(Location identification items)
● ● ● ● ● ● ●
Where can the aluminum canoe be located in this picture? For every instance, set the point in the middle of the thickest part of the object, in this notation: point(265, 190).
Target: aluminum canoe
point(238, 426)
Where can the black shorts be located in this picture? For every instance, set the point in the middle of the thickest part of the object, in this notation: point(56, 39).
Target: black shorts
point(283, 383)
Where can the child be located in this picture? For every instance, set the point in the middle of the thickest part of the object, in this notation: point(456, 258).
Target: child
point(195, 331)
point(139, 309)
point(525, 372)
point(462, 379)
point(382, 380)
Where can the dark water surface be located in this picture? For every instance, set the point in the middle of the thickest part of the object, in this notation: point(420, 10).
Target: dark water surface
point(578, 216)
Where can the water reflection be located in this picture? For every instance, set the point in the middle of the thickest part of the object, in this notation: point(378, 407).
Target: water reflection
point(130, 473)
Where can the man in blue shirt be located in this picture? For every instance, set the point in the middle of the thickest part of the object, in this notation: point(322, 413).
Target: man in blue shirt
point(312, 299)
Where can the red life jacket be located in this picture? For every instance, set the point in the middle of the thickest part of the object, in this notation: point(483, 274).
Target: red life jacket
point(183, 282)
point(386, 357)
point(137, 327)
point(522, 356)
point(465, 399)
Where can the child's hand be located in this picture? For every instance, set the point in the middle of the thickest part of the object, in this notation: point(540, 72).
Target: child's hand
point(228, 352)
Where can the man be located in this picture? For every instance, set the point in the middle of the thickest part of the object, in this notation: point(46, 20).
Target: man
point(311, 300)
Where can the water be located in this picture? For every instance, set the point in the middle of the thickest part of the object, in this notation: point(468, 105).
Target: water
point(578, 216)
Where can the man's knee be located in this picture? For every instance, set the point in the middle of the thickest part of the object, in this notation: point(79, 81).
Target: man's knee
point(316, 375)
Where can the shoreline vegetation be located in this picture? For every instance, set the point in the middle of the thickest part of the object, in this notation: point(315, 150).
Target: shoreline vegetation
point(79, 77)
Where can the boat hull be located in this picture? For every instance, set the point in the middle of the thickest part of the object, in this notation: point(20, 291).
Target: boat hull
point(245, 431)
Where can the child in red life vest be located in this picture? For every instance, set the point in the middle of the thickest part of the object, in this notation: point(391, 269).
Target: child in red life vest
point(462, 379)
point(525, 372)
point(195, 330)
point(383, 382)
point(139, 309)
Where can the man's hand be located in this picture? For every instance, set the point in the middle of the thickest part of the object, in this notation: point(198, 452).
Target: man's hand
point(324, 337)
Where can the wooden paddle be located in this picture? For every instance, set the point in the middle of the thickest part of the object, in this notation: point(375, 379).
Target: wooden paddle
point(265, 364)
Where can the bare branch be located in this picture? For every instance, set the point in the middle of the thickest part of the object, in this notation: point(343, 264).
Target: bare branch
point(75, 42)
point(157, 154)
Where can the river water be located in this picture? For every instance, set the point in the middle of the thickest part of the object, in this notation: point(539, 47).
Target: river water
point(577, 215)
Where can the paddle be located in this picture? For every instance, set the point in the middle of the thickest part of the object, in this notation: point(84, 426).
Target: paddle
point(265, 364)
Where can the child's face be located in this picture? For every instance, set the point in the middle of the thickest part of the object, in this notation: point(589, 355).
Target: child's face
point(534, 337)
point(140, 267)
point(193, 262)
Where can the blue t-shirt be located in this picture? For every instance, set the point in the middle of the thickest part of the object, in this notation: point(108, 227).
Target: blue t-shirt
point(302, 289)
● ● ● ● ● ● ●
Can you write out all of the items above again, substituting "widest part" for every "thickest part" and leaving everything else unchanged?

Where can the aluminum canoe be located in this picture? For every instance, set the point in the middle of the widest part of the object, in this notation: point(265, 190).
Target: aluminum canoe
point(238, 426)
Where can the black shorts be located in this picture? For every instance, set the point in the middle of the widest part of the object, in this notation: point(56, 39).
Target: black shorts
point(283, 383)
Where can the child be located in this picture? For every instance, set the point in the middle of the widest part of the object, in this notation: point(456, 258).
Target: child
point(195, 331)
point(139, 309)
point(525, 372)
point(462, 379)
point(382, 380)
Where can the dark water surface be located in this picture? For every instance, set the point in the middle of the widest part of the object, in this notation: point(420, 10).
Target: dark water surface
point(578, 216)
Where can the water reflection be located in this picture? For every instance, set the point in the middle of the widest part of the object, in this notation: point(378, 407).
Target: water reflection
point(130, 473)
Where can the man in blue shirt be located in this picture? For every instance, set the point in the middle of the widest part of the object, in this notation: point(322, 413).
Target: man in blue shirt
point(312, 299)
Where can the red life jacket be located in this picture? For every instance, set the point in the middle of the widest part of the object, in this notation: point(483, 274).
Target: red life jacket
point(183, 282)
point(386, 357)
point(137, 327)
point(522, 356)
point(465, 399)
Where can the child's hand be located in this picture? For every instance, set the point in the middle of the widest part of the object, in this notation: point(540, 72).
Target: child's hand
point(228, 352)
Where can the man be located in this picture? For every instance, set the point in the middle of the widest part of the object, in this notation: point(46, 20).
Target: man
point(311, 300)
Where can the water be located in this picture? For every instance, set the point in the middle of the widest part of the object, in this notation: point(468, 105).
Target: water
point(578, 216)
Where can the man's knee be located in this picture? For every instance, set the point in the middle of the widest part of the object, in this notation: point(79, 81).
Target: man's knee
point(316, 375)
Where can the shoreline vegetation be located in this picture? For every instance, set the point in the middle of the widest part of the object, in this notation: point(315, 150).
Target: shoreline vegetation
point(79, 77)
Where can the boat hull be located in this picture? For every instance, set the point in the middle of the widest part of the object, in this notation: point(20, 291).
Target: boat hull
point(245, 431)
Where can the child in red life vest be located in this picture? For every instance, set the point in the middle of the widest part of the object, in this notation: point(391, 269).
Target: child in red life vest
point(462, 379)
point(525, 372)
point(195, 330)
point(383, 382)
point(139, 309)
Where can the man's hand be located in this picture? For every instance, set the point in the middle of the widest part of the object, in this notation: point(198, 452).
Target: man's hand
point(324, 337)
Where can the wooden paddle be located in this picture? For every instance, set the point in the middle of the widest part of the object, in this notation: point(375, 379).
Target: wooden paddle
point(265, 364)
Where can the bare branch be located in this picture? For every instance, set the point in the middle of the widest part of the object, in this notation: point(343, 264).
Target: bare branch
point(75, 42)
point(157, 154)
Where can the river water be located in this picture? For every instance, set the point in the middle of the widest part of the object, in this notation: point(539, 47).
Target: river water
point(577, 215)
Where can the paddle be located in this picture? For every instance, set the point in the middle of the widest part of the object, in this notation: point(84, 426).
Target: paddle
point(265, 364)
Where can the child's face be located in this picture? For every instance, set the point in the middle of the widest part of the object, in this notation: point(589, 355).
Target: child's face
point(534, 337)
point(140, 267)
point(193, 262)
Where can the blue t-shirt be located in this picture? For every instance, set the point in the middle of the widest part of the object, in this notation: point(108, 227).
Target: blue t-shirt
point(302, 289)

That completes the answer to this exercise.